● **STATED PROBLEM**
Report each line of the listing below that contains the string "stripe", copying every such line in full.

● **DATASET**
* BEGIN *

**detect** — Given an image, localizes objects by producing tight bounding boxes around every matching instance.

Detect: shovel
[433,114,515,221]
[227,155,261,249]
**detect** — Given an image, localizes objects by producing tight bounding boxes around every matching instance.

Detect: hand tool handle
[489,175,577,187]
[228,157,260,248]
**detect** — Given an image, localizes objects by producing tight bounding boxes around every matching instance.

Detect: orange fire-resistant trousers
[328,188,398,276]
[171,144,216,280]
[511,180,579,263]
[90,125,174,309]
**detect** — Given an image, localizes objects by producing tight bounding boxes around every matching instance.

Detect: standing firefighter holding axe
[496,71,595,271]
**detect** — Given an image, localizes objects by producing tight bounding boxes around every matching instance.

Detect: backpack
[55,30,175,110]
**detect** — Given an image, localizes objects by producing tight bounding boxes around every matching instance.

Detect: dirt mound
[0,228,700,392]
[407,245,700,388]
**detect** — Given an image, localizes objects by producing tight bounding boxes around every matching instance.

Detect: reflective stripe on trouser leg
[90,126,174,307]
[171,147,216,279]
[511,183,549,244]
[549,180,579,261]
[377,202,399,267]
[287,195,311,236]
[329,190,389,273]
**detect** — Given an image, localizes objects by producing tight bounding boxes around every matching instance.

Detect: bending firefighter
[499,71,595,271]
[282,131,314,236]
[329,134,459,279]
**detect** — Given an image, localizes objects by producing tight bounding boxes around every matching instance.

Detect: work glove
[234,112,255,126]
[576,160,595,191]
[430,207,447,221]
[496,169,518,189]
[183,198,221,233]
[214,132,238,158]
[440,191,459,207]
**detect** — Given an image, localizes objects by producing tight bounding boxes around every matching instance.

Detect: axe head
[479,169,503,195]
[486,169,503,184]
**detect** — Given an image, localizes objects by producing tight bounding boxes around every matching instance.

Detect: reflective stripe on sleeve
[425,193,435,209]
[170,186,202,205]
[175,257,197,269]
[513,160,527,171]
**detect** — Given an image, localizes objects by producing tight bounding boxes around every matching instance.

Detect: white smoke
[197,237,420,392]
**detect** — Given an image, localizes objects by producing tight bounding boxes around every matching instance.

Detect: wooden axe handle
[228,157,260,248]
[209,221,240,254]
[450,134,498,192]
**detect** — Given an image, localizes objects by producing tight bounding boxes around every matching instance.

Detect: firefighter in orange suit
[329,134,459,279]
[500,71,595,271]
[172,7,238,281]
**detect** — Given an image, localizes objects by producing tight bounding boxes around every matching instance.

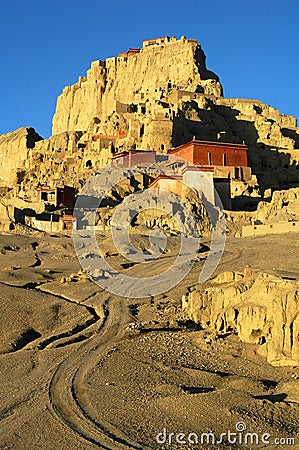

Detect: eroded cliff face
[53,38,222,142]
[0,37,299,200]
[182,273,299,366]
[0,127,42,187]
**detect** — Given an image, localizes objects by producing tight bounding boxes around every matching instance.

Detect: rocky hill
[0,37,299,200]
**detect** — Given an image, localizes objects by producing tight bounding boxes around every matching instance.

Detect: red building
[36,185,76,209]
[118,48,140,58]
[168,140,248,167]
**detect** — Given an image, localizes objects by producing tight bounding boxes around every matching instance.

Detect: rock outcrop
[0,127,42,187]
[182,273,299,366]
[0,37,299,201]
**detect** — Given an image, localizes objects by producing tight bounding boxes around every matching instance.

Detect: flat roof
[167,139,247,153]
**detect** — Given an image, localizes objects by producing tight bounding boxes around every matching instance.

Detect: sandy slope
[0,230,299,450]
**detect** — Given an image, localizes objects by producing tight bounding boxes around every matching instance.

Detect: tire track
[49,299,148,450]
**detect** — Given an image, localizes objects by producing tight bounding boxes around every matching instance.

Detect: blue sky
[0,0,299,137]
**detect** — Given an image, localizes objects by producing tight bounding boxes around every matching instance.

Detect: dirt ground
[0,233,299,450]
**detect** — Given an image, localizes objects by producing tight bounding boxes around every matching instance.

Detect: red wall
[171,142,248,167]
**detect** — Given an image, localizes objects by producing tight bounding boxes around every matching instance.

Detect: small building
[111,150,156,168]
[36,185,76,209]
[142,36,170,48]
[59,214,76,230]
[148,166,232,209]
[118,48,140,58]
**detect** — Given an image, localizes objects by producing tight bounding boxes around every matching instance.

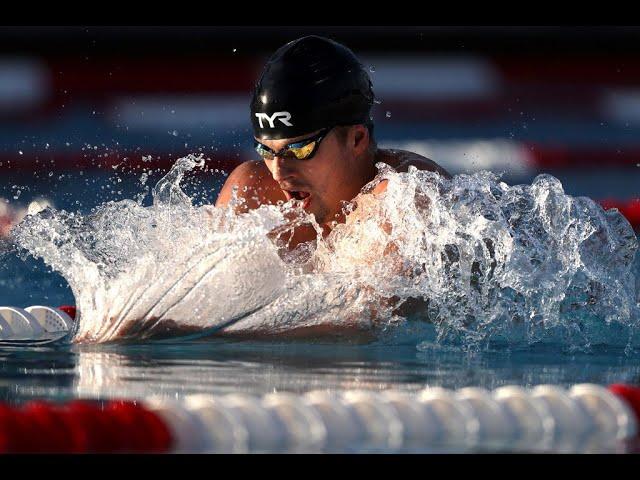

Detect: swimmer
[216,36,450,341]
[216,36,449,248]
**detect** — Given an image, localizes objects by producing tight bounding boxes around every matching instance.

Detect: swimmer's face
[260,125,369,223]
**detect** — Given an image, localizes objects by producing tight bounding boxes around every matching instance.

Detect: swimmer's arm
[376,149,451,179]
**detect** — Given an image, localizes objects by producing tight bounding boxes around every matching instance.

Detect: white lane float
[0,305,73,345]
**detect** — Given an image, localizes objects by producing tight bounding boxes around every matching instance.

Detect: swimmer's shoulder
[371,149,451,195]
[376,149,451,178]
[216,160,286,212]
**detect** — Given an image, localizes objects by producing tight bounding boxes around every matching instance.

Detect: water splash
[8,155,640,349]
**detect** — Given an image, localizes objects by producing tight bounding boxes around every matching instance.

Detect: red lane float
[0,401,172,453]
[0,384,640,453]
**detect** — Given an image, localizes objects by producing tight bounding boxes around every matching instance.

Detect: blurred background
[0,26,640,236]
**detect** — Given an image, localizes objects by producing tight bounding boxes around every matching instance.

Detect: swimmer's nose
[271,157,293,182]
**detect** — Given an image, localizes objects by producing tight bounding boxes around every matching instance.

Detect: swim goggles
[254,128,331,160]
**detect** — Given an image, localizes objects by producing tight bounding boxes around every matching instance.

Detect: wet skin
[216,125,450,342]
[216,125,449,248]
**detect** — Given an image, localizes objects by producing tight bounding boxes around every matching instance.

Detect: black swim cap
[251,36,374,140]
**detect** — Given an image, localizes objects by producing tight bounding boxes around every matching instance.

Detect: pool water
[0,167,640,452]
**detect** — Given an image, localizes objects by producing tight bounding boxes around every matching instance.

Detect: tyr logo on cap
[256,112,293,128]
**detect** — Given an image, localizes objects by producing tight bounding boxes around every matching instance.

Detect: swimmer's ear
[349,125,369,156]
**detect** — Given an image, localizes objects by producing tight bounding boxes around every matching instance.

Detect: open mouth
[284,190,311,208]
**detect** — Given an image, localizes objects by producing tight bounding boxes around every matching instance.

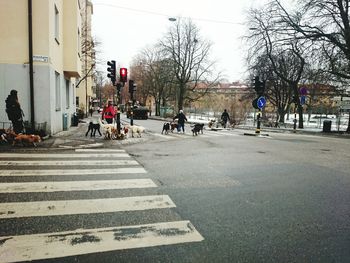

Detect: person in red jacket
[102,101,115,123]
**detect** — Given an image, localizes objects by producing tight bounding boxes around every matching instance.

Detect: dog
[191,123,204,136]
[98,118,116,140]
[0,129,17,144]
[12,134,41,147]
[162,122,170,134]
[126,125,145,138]
[85,121,102,137]
[170,122,178,132]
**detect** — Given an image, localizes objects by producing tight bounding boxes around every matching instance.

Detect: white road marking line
[0,221,204,262]
[153,133,175,140]
[0,179,157,193]
[0,160,138,166]
[0,153,131,159]
[206,131,237,136]
[75,149,125,153]
[0,167,147,176]
[0,195,176,219]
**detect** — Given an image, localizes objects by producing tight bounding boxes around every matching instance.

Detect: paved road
[0,149,203,262]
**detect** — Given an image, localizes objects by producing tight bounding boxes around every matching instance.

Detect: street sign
[340,100,350,110]
[299,87,307,96]
[257,96,266,109]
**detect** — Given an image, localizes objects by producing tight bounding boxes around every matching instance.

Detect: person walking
[102,101,116,124]
[173,110,187,133]
[221,109,230,128]
[5,90,24,134]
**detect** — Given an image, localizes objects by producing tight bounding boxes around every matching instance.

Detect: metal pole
[130,91,134,126]
[117,87,120,137]
[28,0,35,131]
[255,109,261,134]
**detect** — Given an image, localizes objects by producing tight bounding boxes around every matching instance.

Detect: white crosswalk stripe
[0,221,203,262]
[0,148,203,262]
[0,179,157,193]
[0,167,147,176]
[0,195,176,219]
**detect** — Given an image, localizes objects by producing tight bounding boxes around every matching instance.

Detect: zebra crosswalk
[0,149,204,262]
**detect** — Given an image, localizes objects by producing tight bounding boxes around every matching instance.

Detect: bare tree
[251,55,293,126]
[271,0,350,132]
[248,6,307,128]
[132,45,175,115]
[160,19,219,109]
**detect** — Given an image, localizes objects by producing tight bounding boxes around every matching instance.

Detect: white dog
[98,118,116,139]
[125,125,145,138]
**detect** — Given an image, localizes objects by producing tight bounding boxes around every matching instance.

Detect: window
[55,5,60,44]
[55,72,61,111]
[66,79,70,109]
[77,28,81,57]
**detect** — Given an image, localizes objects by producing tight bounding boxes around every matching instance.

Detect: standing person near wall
[5,90,24,134]
[102,101,116,123]
[221,109,230,128]
[173,110,187,133]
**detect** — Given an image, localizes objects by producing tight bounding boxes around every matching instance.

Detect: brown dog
[0,129,17,143]
[12,134,41,147]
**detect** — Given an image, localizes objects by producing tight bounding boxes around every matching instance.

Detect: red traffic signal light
[107,60,116,85]
[119,68,128,83]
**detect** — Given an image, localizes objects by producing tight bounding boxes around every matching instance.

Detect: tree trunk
[177,83,186,110]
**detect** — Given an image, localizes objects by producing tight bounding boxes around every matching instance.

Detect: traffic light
[119,68,128,83]
[254,76,265,96]
[107,60,116,85]
[129,79,136,93]
[117,82,123,92]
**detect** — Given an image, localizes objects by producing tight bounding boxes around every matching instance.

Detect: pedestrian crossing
[0,149,204,262]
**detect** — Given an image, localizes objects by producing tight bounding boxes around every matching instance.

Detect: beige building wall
[0,0,81,134]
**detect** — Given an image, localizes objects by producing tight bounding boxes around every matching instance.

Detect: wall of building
[0,0,81,134]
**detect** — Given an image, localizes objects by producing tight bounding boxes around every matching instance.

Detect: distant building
[0,0,94,134]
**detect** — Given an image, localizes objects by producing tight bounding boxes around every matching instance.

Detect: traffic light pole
[255,109,261,134]
[117,89,120,137]
[130,92,134,126]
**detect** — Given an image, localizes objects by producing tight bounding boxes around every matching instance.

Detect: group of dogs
[162,122,204,136]
[0,129,41,147]
[85,118,145,140]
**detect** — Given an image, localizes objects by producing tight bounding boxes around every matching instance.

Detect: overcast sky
[92,0,258,81]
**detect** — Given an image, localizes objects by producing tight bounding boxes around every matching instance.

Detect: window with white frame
[55,5,60,44]
[77,28,81,57]
[66,79,70,109]
[55,71,61,111]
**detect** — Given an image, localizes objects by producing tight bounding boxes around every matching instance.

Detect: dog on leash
[170,122,178,132]
[12,134,41,147]
[191,123,204,136]
[85,121,102,137]
[162,122,170,134]
[0,129,17,143]
[125,125,145,138]
[98,118,116,140]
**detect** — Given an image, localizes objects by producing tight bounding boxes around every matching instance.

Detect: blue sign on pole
[257,96,266,109]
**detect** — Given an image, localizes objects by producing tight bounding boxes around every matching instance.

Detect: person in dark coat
[221,109,230,128]
[173,110,187,133]
[5,90,24,134]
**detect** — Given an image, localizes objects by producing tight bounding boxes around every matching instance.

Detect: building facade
[0,0,93,135]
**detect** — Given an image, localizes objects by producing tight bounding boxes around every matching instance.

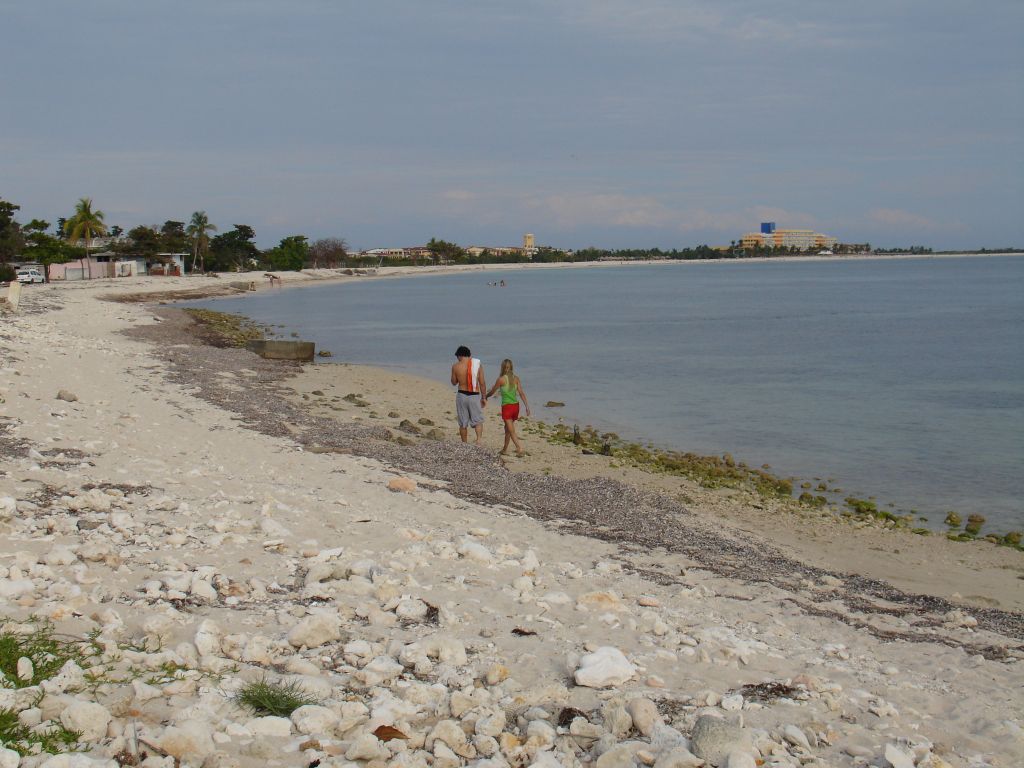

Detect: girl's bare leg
[505,421,524,456]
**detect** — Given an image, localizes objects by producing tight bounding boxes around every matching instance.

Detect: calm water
[186,257,1024,530]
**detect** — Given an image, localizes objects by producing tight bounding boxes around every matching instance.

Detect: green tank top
[502,376,519,406]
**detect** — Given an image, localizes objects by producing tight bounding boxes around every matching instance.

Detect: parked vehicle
[17,267,46,283]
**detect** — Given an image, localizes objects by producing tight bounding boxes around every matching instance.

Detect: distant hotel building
[739,221,839,251]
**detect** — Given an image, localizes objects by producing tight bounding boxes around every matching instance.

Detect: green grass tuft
[0,624,87,688]
[0,709,82,757]
[234,678,317,718]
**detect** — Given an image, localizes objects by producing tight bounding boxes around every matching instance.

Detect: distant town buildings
[368,232,540,261]
[739,221,839,251]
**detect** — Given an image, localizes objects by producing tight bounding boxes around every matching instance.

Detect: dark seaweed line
[121,307,1024,657]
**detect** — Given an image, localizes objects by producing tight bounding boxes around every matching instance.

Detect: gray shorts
[455,392,483,429]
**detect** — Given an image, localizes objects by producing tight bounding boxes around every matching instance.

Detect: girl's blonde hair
[501,357,515,387]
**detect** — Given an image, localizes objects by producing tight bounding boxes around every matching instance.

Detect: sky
[0,0,1024,249]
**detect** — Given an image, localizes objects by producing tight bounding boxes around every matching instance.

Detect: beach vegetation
[0,707,82,757]
[185,307,267,347]
[210,224,260,272]
[536,422,793,499]
[63,198,106,269]
[0,200,25,264]
[0,623,89,688]
[234,678,317,718]
[964,514,985,536]
[309,238,348,269]
[263,234,309,271]
[185,211,217,272]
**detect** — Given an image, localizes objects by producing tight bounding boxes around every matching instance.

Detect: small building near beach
[47,251,188,281]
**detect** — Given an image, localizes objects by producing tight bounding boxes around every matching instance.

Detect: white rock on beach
[573,645,637,688]
[60,701,111,741]
[288,613,341,648]
[690,715,745,766]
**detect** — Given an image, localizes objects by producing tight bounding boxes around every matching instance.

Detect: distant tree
[160,219,188,253]
[309,238,348,269]
[25,231,85,280]
[0,200,25,262]
[119,224,163,258]
[427,238,466,264]
[63,198,106,278]
[22,219,50,234]
[210,224,260,272]
[185,211,217,272]
[264,234,309,271]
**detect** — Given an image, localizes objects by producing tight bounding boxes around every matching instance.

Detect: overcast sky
[0,0,1024,248]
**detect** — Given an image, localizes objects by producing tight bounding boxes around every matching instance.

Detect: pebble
[690,715,743,766]
[573,645,636,688]
[288,613,341,648]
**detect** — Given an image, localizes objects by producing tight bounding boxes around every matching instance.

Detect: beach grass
[234,678,317,718]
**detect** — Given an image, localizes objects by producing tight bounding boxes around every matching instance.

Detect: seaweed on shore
[534,422,793,499]
[184,308,267,347]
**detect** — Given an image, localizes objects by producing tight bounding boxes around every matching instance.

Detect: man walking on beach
[452,346,487,442]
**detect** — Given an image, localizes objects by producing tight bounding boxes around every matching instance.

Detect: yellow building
[739,229,839,251]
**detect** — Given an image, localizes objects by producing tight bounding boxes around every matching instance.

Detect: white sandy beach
[0,268,1024,768]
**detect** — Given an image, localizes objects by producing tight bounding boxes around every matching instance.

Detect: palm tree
[185,211,217,272]
[63,198,106,278]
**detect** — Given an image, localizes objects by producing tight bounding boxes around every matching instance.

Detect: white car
[17,267,46,283]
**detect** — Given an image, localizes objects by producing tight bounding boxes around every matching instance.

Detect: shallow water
[188,257,1024,530]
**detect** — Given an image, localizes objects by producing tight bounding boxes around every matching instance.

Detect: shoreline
[172,286,1024,609]
[0,279,1024,768]
[180,262,1021,549]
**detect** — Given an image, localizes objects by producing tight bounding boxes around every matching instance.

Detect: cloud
[561,0,852,47]
[522,193,818,238]
[867,208,939,229]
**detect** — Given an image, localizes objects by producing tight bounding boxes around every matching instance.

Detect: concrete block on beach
[246,339,316,362]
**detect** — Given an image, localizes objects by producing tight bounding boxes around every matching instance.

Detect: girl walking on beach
[487,357,529,457]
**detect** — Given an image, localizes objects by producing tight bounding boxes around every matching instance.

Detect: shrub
[234,678,317,718]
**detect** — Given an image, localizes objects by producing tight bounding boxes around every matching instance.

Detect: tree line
[0,198,349,280]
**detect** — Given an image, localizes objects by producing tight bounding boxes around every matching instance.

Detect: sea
[186,256,1024,532]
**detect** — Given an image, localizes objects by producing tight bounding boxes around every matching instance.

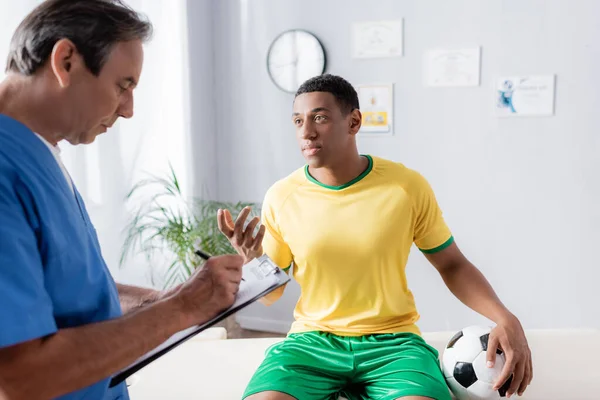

* END *

● **OUTPUT**
Detect: reflective stripe on trouser leg
Detect: reflective stripe on sleeve
Detect: white crosswalk stripe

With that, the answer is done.